* _Task goal_:
Please rewrite all the rows below with every "rough mask" replaced by "coarse mask", keeping everything else unchanged and leaving out the pictures.

* _Source data_:
··········
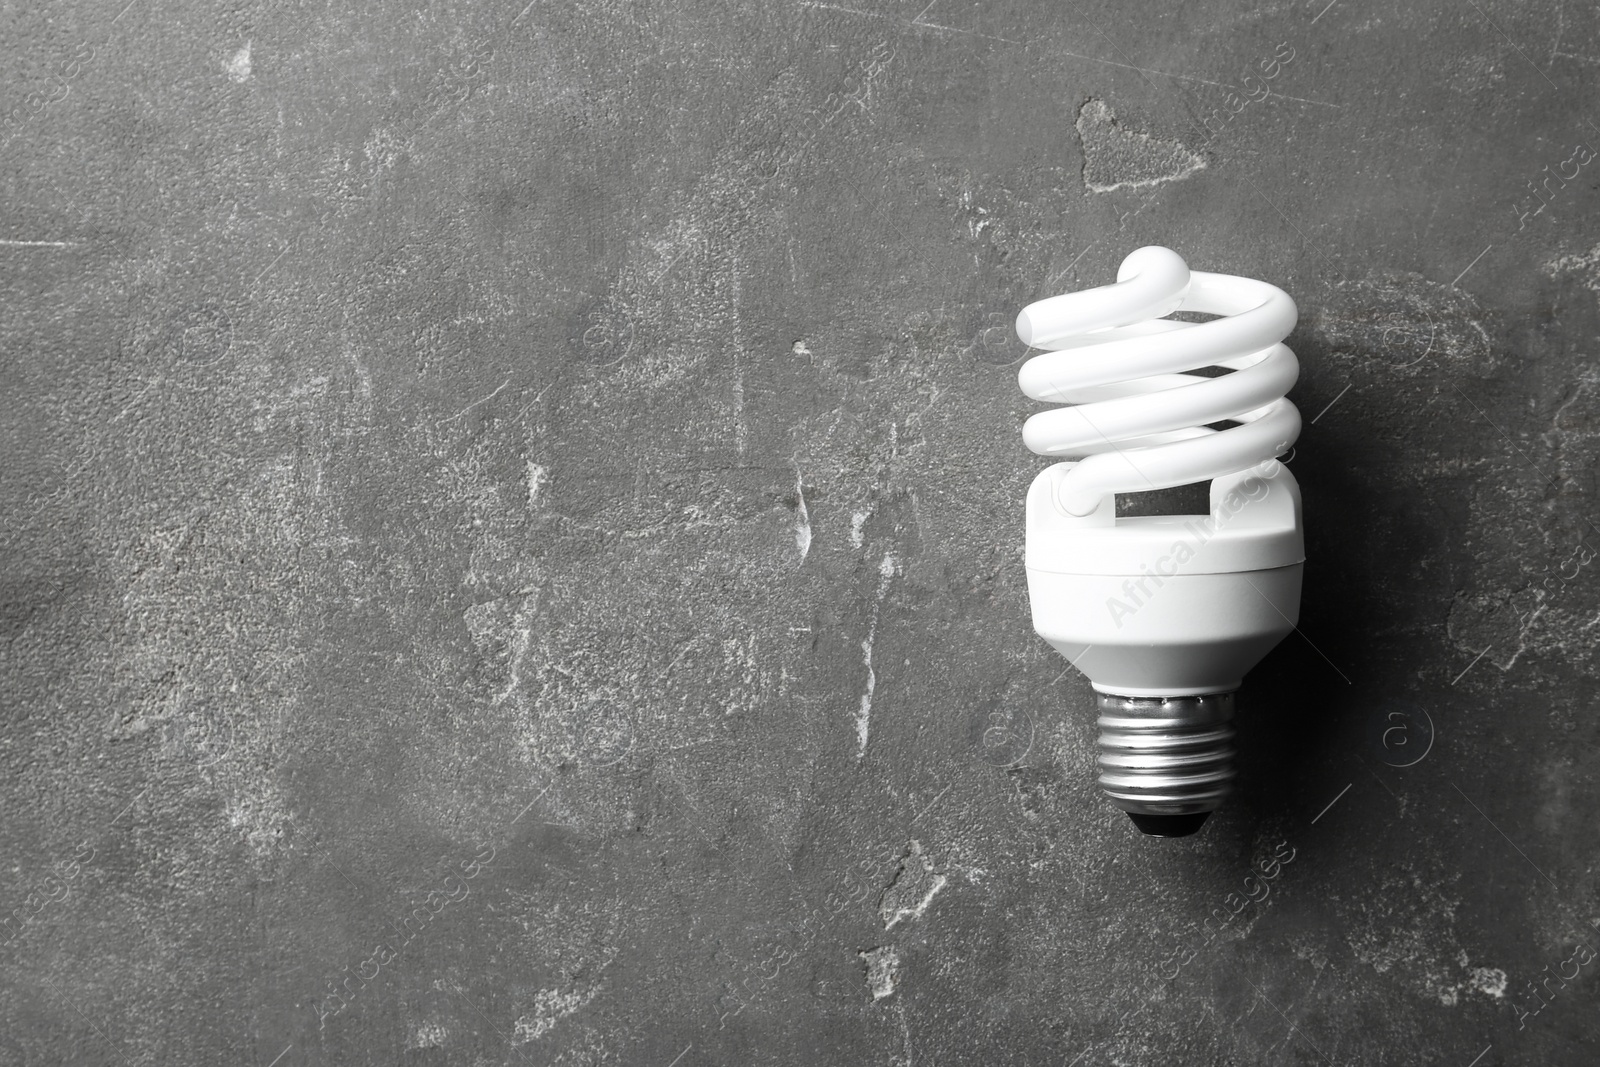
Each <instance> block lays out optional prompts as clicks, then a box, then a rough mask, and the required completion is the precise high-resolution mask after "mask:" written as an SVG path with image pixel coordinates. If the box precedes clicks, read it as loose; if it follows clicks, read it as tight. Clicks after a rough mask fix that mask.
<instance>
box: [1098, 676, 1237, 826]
mask: <svg viewBox="0 0 1600 1067" xmlns="http://www.w3.org/2000/svg"><path fill="white" fill-rule="evenodd" d="M1096 696H1098V697H1099V712H1101V713H1099V731H1101V733H1099V765H1101V776H1099V784H1101V789H1104V790H1106V795H1107V797H1110V801H1112V803H1114V805H1117V806H1118V808H1122V809H1123V811H1126V813H1128V814H1130V816H1131V817H1133V821H1134V824H1136V825H1138V827H1139V829H1141V830H1142V832H1146V833H1154V835H1157V837H1182V835H1186V833H1194V832H1195V830H1198V829H1200V824H1202V822H1205V816H1206V814H1208V813H1211V811H1216V809H1218V808H1219V806H1221V803H1222V798H1224V797H1227V793H1229V792H1232V789H1234V728H1232V726H1229V721H1230V720H1232V718H1234V694H1232V693H1206V694H1203V696H1168V697H1160V696H1117V694H1112V693H1098V694H1096Z"/></svg>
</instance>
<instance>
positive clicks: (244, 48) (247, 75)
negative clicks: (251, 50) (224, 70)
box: [222, 40, 250, 83]
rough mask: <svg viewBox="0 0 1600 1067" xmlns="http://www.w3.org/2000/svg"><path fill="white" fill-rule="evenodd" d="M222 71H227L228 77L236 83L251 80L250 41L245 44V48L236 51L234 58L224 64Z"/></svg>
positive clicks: (246, 81) (223, 64)
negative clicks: (250, 78)
mask: <svg viewBox="0 0 1600 1067" xmlns="http://www.w3.org/2000/svg"><path fill="white" fill-rule="evenodd" d="M222 70H226V72H227V77H229V78H232V80H234V82H240V83H243V82H248V80H250V42H248V40H246V42H245V46H243V48H240V50H238V51H235V53H234V54H232V58H229V61H227V62H226V64H222Z"/></svg>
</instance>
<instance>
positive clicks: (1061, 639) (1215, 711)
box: [1016, 246, 1306, 837]
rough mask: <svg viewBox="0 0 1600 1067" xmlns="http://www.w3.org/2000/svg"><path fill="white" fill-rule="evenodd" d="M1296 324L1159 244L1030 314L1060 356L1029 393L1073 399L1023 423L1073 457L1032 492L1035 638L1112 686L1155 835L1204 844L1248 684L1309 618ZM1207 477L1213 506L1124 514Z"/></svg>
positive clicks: (1120, 743) (1127, 743) (1114, 772)
mask: <svg viewBox="0 0 1600 1067" xmlns="http://www.w3.org/2000/svg"><path fill="white" fill-rule="evenodd" d="M1173 312H1202V314H1210V315H1218V318H1211V320H1208V322H1198V323H1197V322H1181V320H1173V318H1166V315H1171V314H1173ZM1294 322H1296V309H1294V301H1291V299H1290V296H1288V294H1286V293H1283V291H1282V290H1278V288H1277V286H1272V285H1267V283H1264V282H1253V280H1250V278H1237V277H1232V275H1221V274H1205V272H1198V270H1194V272H1192V270H1189V267H1187V266H1186V264H1184V261H1182V259H1181V258H1179V256H1178V254H1176V253H1174V251H1171V250H1168V248H1155V246H1149V248H1139V250H1138V251H1134V253H1131V254H1130V256H1128V258H1126V259H1123V262H1122V269H1120V270H1118V272H1117V283H1115V285H1106V286H1101V288H1096V290H1086V291H1082V293H1069V294H1062V296H1054V298H1050V299H1043V301H1038V302H1035V304H1029V306H1027V307H1026V309H1022V312H1021V314H1019V315H1018V318H1016V331H1018V338H1019V339H1021V341H1022V342H1024V344H1029V346H1032V347H1037V349H1043V350H1045V352H1043V354H1042V355H1037V357H1034V358H1030V360H1029V362H1027V363H1024V365H1022V370H1021V371H1019V374H1018V381H1019V384H1021V387H1022V392H1026V394H1027V395H1029V397H1032V398H1035V400H1046V402H1056V403H1066V405H1070V406H1064V408H1053V410H1048V411H1042V413H1038V414H1035V416H1032V418H1030V419H1029V421H1027V424H1026V426H1024V427H1022V440H1024V443H1026V445H1027V446H1029V448H1032V450H1034V451H1035V453H1040V454H1045V456H1054V458H1059V459H1062V462H1058V464H1054V466H1051V467H1048V469H1045V470H1043V472H1040V475H1038V477H1037V478H1035V480H1034V485H1032V486H1030V490H1029V494H1027V587H1029V600H1030V603H1032V613H1034V629H1035V630H1037V632H1038V633H1040V637H1043V638H1045V640H1046V641H1050V645H1051V646H1054V648H1056V651H1059V653H1061V654H1062V656H1066V657H1067V659H1069V661H1070V662H1072V664H1074V665H1075V667H1078V670H1082V672H1083V673H1085V675H1086V677H1088V678H1090V681H1091V683H1093V686H1094V689H1096V693H1098V699H1099V709H1101V718H1099V749H1101V752H1099V763H1101V776H1099V782H1101V787H1102V789H1104V790H1106V793H1107V795H1109V797H1110V800H1112V803H1114V805H1117V806H1118V808H1122V809H1123V811H1126V813H1128V814H1130V816H1131V817H1133V821H1134V822H1136V824H1138V825H1139V829H1141V830H1144V832H1146V833H1154V835H1160V837H1181V835H1186V833H1192V832H1195V830H1198V829H1200V824H1202V822H1205V819H1206V816H1208V814H1210V813H1211V811H1213V809H1216V808H1218V806H1219V805H1221V803H1222V798H1224V797H1226V795H1227V793H1229V792H1230V789H1232V781H1234V749H1232V739H1234V729H1232V726H1230V720H1232V715H1234V693H1235V691H1237V689H1238V686H1240V683H1242V680H1243V675H1245V672H1248V670H1250V669H1251V667H1253V665H1256V662H1259V661H1261V657H1262V656H1266V654H1267V653H1269V651H1270V649H1272V646H1274V645H1277V643H1278V641H1280V640H1282V638H1283V637H1285V635H1288V633H1290V630H1293V629H1294V624H1296V621H1298V617H1299V592H1301V571H1302V568H1304V560H1306V550H1304V536H1302V525H1301V496H1299V486H1298V485H1296V482H1294V475H1291V474H1290V470H1288V469H1286V467H1285V466H1283V464H1280V462H1278V461H1277V456H1280V454H1283V453H1285V451H1288V448H1290V446H1291V445H1293V443H1294V438H1296V437H1298V435H1299V427H1301V419H1299V411H1296V408H1294V405H1293V403H1290V402H1288V400H1286V398H1285V394H1286V392H1288V389H1290V387H1291V386H1293V384H1294V379H1296V378H1298V374H1299V363H1298V362H1296V358H1294V354H1293V352H1290V349H1288V347H1286V346H1285V344H1283V338H1285V336H1286V334H1288V333H1290V331H1291V330H1293V328H1294ZM1203 368H1221V370H1222V371H1227V373H1222V374H1219V376H1208V374H1195V373H1194V371H1198V370H1203ZM1216 424H1229V426H1226V427H1224V429H1213V427H1214V426H1216ZM1203 480H1210V482H1211V498H1210V512H1208V514H1206V515H1139V517H1120V518H1118V517H1117V501H1115V498H1117V494H1118V493H1139V491H1149V490H1162V488H1170V486H1179V485H1190V483H1195V482H1203Z"/></svg>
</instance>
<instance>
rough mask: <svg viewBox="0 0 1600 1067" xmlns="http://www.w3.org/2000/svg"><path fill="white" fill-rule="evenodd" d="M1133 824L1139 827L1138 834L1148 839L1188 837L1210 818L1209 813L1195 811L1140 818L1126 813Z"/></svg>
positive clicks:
··········
* _Output_:
Each <instance> block lays out optional prompts as clicks, then a box, then a coarse mask, and the required completion is the precise high-resolution mask after "mask:" written as an SVG path with image pixel coordinates. If the box precedes clicks, read it as loose; if it follows clicks, read it as tight. Clicks after a coarse mask fix that mask.
<instance>
box: [1098, 676, 1237, 826]
mask: <svg viewBox="0 0 1600 1067" xmlns="http://www.w3.org/2000/svg"><path fill="white" fill-rule="evenodd" d="M1096 696H1098V697H1099V712H1101V713H1099V731H1101V733H1099V765H1101V776H1099V784H1101V789H1104V790H1106V795H1107V797H1110V801H1112V803H1114V805H1117V806H1118V808H1122V809H1123V811H1126V813H1128V814H1130V816H1131V817H1133V821H1134V824H1136V825H1138V827H1139V829H1141V830H1142V832H1146V833H1154V835H1157V837H1182V835H1186V833H1194V832H1195V830H1198V829H1200V824H1202V822H1205V816H1206V814H1208V813H1211V811H1216V809H1218V808H1219V806H1221V803H1222V798H1224V797H1227V793H1229V792H1232V789H1234V728H1232V726H1229V721H1230V720H1232V718H1234V694H1232V693H1206V694H1203V696H1168V697H1160V696H1117V694H1112V693H1098V694H1096Z"/></svg>
</instance>
<instance>
positive clicks: (244, 48) (247, 75)
negative clicks: (251, 50) (224, 70)
box: [222, 40, 250, 83]
coarse mask: <svg viewBox="0 0 1600 1067" xmlns="http://www.w3.org/2000/svg"><path fill="white" fill-rule="evenodd" d="M222 71H227L228 77L236 83L251 80L250 41L245 44V48L236 51L234 58L224 64Z"/></svg>
positive clicks: (246, 81) (223, 64)
negative clicks: (250, 78)
mask: <svg viewBox="0 0 1600 1067" xmlns="http://www.w3.org/2000/svg"><path fill="white" fill-rule="evenodd" d="M222 70H226V72H227V77H229V78H232V80H234V82H240V83H243V82H248V80H250V42H248V40H246V42H245V46H243V48H240V50H238V51H235V53H234V54H232V58H229V61H227V62H226V64H222Z"/></svg>
</instance>
<instance>
positive clicks: (1061, 639) (1215, 711)
box: [1016, 246, 1306, 837]
coarse mask: <svg viewBox="0 0 1600 1067" xmlns="http://www.w3.org/2000/svg"><path fill="white" fill-rule="evenodd" d="M1296 324L1159 244L1030 314L1060 356L1029 393L1073 399L1023 423L1073 457L1032 492L1035 638L1112 686L1155 835L1204 844L1248 684L1309 618ZM1207 477L1213 506L1124 514Z"/></svg>
positive clicks: (1120, 743) (1127, 743) (1114, 772)
mask: <svg viewBox="0 0 1600 1067" xmlns="http://www.w3.org/2000/svg"><path fill="white" fill-rule="evenodd" d="M1173 312H1202V314H1210V315H1218V318H1211V320H1208V322H1198V323H1197V322H1181V320H1173V318H1166V315H1171V314H1173ZM1294 322H1296V309H1294V301H1291V299H1290V296H1288V294H1286V293H1283V291H1282V290H1278V288H1277V286H1272V285H1267V283H1264V282H1253V280H1250V278H1237V277H1232V275H1221V274H1205V272H1198V270H1194V272H1192V270H1189V267H1187V266H1186V264H1184V261H1182V259H1181V258H1179V256H1178V254H1176V253H1174V251H1171V250H1168V248H1155V246H1149V248H1139V250H1138V251H1134V253H1131V254H1130V256H1128V258H1126V259H1123V262H1122V269H1120V270H1118V272H1117V283H1115V285H1106V286H1101V288H1096V290H1086V291H1082V293H1069V294H1062V296H1054V298H1050V299H1043V301H1038V302H1035V304H1029V306H1027V307H1026V309H1022V312H1021V314H1019V315H1018V318H1016V331H1018V338H1019V339H1021V341H1022V342H1024V344H1029V346H1032V347H1037V349H1043V350H1045V352H1043V354H1042V355H1037V357H1034V358H1030V360H1029V362H1027V363H1024V365H1022V370H1021V371H1019V374H1018V381H1019V384H1021V387H1022V392H1026V394H1027V395H1029V397H1032V398H1035V400H1046V402H1056V403H1066V405H1070V406H1064V408H1053V410H1048V411H1042V413H1038V414H1035V416H1032V418H1030V419H1029V421H1027V424H1026V426H1024V427H1022V440H1024V443H1026V445H1027V446H1029V448H1032V450H1034V451H1035V453H1040V454H1045V456H1054V458H1059V459H1062V462H1058V464H1054V466H1051V467H1048V469H1045V470H1043V472H1040V475H1038V477H1037V478H1035V480H1034V485H1032V486H1030V490H1029V494H1027V587H1029V600H1030V603H1032V613H1034V629H1035V630H1037V632H1038V633H1040V637H1043V638H1045V640H1046V641H1050V645H1051V646H1054V648H1056V651H1059V653H1061V654H1062V656H1066V657H1067V659H1069V661H1070V662H1072V664H1074V665H1075V667H1078V670H1082V672H1083V673H1085V675H1086V677H1088V678H1090V681H1091V683H1093V686H1094V689H1096V693H1098V699H1099V709H1101V718H1099V749H1101V752H1099V763H1101V776H1099V782H1101V787H1102V789H1104V790H1106V793H1107V795H1109V797H1110V800H1112V803H1114V805H1117V806H1118V808H1122V809H1123V811H1126V813H1128V814H1130V816H1131V817H1133V821H1134V822H1136V824H1138V825H1139V829H1141V830H1144V832H1146V833H1154V835H1160V837H1181V835H1186V833H1192V832H1195V830H1198V829H1200V824H1202V822H1205V819H1206V816H1208V814H1210V813H1211V811H1213V809H1216V808H1218V806H1219V805H1221V803H1222V798H1224V797H1226V795H1227V793H1229V792H1230V789H1232V781H1234V749H1232V739H1234V729H1232V726H1230V720H1232V715H1234V693H1235V691H1237V689H1238V686H1240V683H1242V680H1243V675H1245V672H1248V670H1250V669H1251V667H1253V665H1256V662H1259V661H1261V657H1262V656H1266V654H1267V653H1269V651H1270V649H1272V646H1274V645H1277V643H1278V641H1280V640H1282V638H1283V637H1285V635H1288V633H1290V630H1293V629H1294V624H1296V621H1298V617H1299V592H1301V571H1302V568H1304V560H1306V550H1304V536H1302V525H1301V496H1299V486H1298V485H1296V482H1294V475H1291V474H1290V470H1288V469H1286V467H1285V466H1283V464H1280V462H1278V461H1277V456H1280V454H1283V453H1285V451H1288V448H1290V446H1291V445H1293V443H1294V438H1296V437H1298V435H1299V427H1301V419H1299V411H1296V408H1294V405H1293V403H1290V402H1288V400H1286V398H1285V394H1286V392H1288V389H1290V387H1291V386H1293V384H1294V379H1296V378H1298V374H1299V363H1298V362H1296V358H1294V354H1293V352H1290V349H1288V347H1286V346H1285V344H1283V338H1285V336H1286V334H1288V333H1290V331H1291V330H1293V328H1294ZM1203 368H1221V370H1222V371H1227V373H1222V374H1219V376H1208V374H1195V373H1194V371H1198V370H1203ZM1216 424H1229V426H1226V427H1224V429H1213V427H1214V426H1216ZM1203 480H1210V482H1211V498H1210V512H1208V514H1206V515H1139V517H1120V518H1118V517H1117V501H1115V498H1117V494H1118V493H1139V491H1149V490H1162V488H1170V486H1179V485H1190V483H1195V482H1203Z"/></svg>
</instance>
<instance>
coarse mask: <svg viewBox="0 0 1600 1067" xmlns="http://www.w3.org/2000/svg"><path fill="white" fill-rule="evenodd" d="M1133 824L1139 827L1138 834L1148 839L1188 837L1210 818L1209 813L1195 811L1140 818L1126 813Z"/></svg>
positive clicks:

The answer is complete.